Polecenie: Przekształć w listę JSON łańcuchów wiersze danych, zaczynając od wiersza zawierającego „the mountain in this photo.”, a kończąc na wierszu zawierającym „[(464, 538)]”, oba włącznie. Każdy wiersz ma być osobnym łańcuchem, a puste wiersze pomiń.
════════════════
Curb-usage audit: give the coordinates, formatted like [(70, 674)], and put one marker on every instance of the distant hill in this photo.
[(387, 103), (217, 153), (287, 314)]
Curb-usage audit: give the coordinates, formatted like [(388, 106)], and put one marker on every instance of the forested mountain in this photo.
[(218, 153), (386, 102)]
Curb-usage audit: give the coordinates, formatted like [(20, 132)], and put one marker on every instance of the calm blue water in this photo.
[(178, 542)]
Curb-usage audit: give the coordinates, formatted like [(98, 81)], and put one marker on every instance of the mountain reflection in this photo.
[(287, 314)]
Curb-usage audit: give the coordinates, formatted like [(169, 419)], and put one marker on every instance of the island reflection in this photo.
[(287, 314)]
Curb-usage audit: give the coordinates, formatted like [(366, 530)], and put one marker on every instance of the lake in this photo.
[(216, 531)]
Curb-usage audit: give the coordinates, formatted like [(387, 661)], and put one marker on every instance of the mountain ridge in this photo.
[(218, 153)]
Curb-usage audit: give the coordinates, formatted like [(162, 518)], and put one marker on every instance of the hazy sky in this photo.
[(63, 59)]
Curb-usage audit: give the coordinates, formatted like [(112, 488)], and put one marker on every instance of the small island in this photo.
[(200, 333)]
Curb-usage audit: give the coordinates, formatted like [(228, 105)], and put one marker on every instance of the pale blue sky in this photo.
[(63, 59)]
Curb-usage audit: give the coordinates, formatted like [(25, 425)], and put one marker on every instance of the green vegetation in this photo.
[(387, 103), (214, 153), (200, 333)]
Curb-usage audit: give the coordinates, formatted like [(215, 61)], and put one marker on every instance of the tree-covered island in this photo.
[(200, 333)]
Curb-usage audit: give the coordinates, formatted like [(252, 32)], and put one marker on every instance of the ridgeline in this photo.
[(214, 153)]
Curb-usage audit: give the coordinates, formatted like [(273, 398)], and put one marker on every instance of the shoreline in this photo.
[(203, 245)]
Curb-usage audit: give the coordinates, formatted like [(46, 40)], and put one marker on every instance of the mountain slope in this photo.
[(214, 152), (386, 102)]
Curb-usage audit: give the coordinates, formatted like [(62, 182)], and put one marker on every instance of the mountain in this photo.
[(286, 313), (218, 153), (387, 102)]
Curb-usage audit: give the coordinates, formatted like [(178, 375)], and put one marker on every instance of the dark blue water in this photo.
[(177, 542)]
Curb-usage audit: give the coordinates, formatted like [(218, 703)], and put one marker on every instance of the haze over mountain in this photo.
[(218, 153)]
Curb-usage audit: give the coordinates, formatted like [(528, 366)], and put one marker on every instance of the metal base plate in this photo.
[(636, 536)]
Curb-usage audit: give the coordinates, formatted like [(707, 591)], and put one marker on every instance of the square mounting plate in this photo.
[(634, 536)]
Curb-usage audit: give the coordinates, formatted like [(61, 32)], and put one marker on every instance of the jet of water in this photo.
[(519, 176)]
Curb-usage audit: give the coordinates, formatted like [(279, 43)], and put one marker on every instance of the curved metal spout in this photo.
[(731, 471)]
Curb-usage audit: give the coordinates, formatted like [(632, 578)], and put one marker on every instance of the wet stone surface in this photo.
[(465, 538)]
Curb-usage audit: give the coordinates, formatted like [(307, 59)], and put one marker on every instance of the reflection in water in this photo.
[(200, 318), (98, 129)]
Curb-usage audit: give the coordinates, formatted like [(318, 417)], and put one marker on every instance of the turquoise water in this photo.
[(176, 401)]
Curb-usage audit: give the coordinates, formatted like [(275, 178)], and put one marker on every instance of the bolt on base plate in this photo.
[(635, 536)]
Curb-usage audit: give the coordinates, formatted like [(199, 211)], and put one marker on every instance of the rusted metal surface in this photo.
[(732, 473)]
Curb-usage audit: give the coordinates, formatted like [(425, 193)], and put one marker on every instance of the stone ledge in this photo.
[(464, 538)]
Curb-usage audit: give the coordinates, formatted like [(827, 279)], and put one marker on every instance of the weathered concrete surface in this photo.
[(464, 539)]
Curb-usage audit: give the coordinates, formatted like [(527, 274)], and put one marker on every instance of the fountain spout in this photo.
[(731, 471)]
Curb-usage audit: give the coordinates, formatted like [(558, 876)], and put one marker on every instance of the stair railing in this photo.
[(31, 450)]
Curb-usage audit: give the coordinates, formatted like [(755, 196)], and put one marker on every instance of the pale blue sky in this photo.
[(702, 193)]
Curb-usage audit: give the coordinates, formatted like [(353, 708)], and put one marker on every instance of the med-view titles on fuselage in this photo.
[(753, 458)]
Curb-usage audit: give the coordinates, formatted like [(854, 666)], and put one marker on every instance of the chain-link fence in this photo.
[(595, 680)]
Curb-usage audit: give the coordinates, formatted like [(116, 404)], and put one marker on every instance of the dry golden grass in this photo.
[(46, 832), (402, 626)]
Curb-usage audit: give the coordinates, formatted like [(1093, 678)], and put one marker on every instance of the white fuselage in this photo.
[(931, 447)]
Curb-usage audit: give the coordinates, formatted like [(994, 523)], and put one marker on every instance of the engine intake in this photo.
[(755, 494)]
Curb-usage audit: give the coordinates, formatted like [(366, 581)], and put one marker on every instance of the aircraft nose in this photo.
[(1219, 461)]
════════════════
Odpowiedź:
[
  "Curb-usage audit: give the coordinates, formatted like [(62, 182)], and put one marker on every instance of the mountain in this photo.",
  "[(286, 313), (218, 153), (387, 102)]",
  "Curb-usage audit: give the coordinates, formatted like [(178, 375)], and put one marker on every instance of the dark blue water in this photo.",
  "[(177, 542)]",
  "Curb-usage audit: give the coordinates, formatted like [(218, 703)], and put one marker on every instance of the haze over mountain in this photo.",
  "[(218, 153)]",
  "Curb-usage audit: give the coordinates, formatted like [(528, 366)], and put one marker on every instance of the metal base plate in this photo.",
  "[(636, 536)]",
  "Curb-usage audit: give the coordinates, formatted like [(707, 591)], and put one marker on every instance of the square mounting plate in this photo.",
  "[(634, 536)]",
  "Curb-usage audit: give the coordinates, formatted like [(61, 32)], and put one marker on every instance of the jet of water in this photo.",
  "[(519, 176)]",
  "Curb-usage audit: give the coordinates, formatted like [(279, 43)], and put one marker on every instance of the curved metal spout in this photo.",
  "[(731, 471)]",
  "Curb-usage audit: give the coordinates, formatted like [(632, 578)], and put one marker on every instance of the wet stone surface in this photo.",
  "[(465, 538)]",
  "Curb-usage audit: give the coordinates, formatted like [(307, 59)], and put one marker on every instance of the reflection in water in this photo.",
  "[(200, 318), (98, 129)]",
  "Curb-usage audit: give the coordinates, formatted like [(318, 417)], and put one marker on every instance of the turquoise water in this photo.",
  "[(176, 401)]",
  "Curb-usage audit: give the coordinates, formatted like [(275, 178)], and put one marker on every instance of the bolt on base plate in this photo.",
  "[(635, 536)]",
  "Curb-usage audit: give the coordinates, formatted like [(199, 211)], and put one marker on every instance of the rusted metal surface in this photo.",
  "[(732, 473)]",
  "Curb-usage audit: give the coordinates, formatted like [(425, 193)], and put one marker on every instance of the stone ledge in this photo.",
  "[(464, 538)]"
]